◆ **Assignment**
Your answer should be the full set of entries, given again without alteration.

(Point-per-instance localization data)

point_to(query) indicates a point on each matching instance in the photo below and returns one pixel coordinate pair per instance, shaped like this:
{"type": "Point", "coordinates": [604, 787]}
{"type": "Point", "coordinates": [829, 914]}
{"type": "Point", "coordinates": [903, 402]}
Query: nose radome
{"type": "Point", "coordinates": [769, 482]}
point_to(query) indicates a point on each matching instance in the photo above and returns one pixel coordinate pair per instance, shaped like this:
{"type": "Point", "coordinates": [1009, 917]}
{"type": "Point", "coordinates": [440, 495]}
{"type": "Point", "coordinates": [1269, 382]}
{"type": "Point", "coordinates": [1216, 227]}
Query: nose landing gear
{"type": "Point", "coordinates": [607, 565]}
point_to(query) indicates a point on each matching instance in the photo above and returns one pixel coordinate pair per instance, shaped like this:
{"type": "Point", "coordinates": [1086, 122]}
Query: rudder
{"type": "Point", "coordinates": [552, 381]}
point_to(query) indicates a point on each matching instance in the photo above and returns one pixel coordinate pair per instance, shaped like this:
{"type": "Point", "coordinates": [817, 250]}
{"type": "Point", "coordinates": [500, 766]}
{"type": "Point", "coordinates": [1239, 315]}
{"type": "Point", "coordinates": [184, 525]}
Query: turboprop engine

◆ **Result of the exercise**
point_to(query) indicates a point on each matching instance in the photo below and returns one pixel coordinate pair per instance, shaped like this:
{"type": "Point", "coordinates": [604, 787]}
{"type": "Point", "coordinates": [829, 914]}
{"type": "Point", "coordinates": [903, 402]}
Query: nose radome
{"type": "Point", "coordinates": [769, 482]}
point_to(query) indicates a point on each matching instance in the photo above and returns one pixel coordinate pair per instance, shaped like this:
{"type": "Point", "coordinates": [1009, 917]}
{"type": "Point", "coordinates": [440, 495]}
{"type": "Point", "coordinates": [1269, 382]}
{"type": "Point", "coordinates": [1216, 227]}
Query: nose landing gear
{"type": "Point", "coordinates": [607, 565]}
point_to(query) indicates a point on each matching instance in the photo above and returns one pixel coordinate pair per instance, shaped like this:
{"type": "Point", "coordinates": [1086, 122]}
Query: rudder
{"type": "Point", "coordinates": [552, 381]}
point_to(query) indicates a point on each matching instance in the photo above and returns one pixel coordinate pair per instance, shaped like this:
{"type": "Point", "coordinates": [817, 250]}
{"type": "Point", "coordinates": [500, 766]}
{"type": "Point", "coordinates": [1239, 315]}
{"type": "Point", "coordinates": [184, 525]}
Query: turboprop engine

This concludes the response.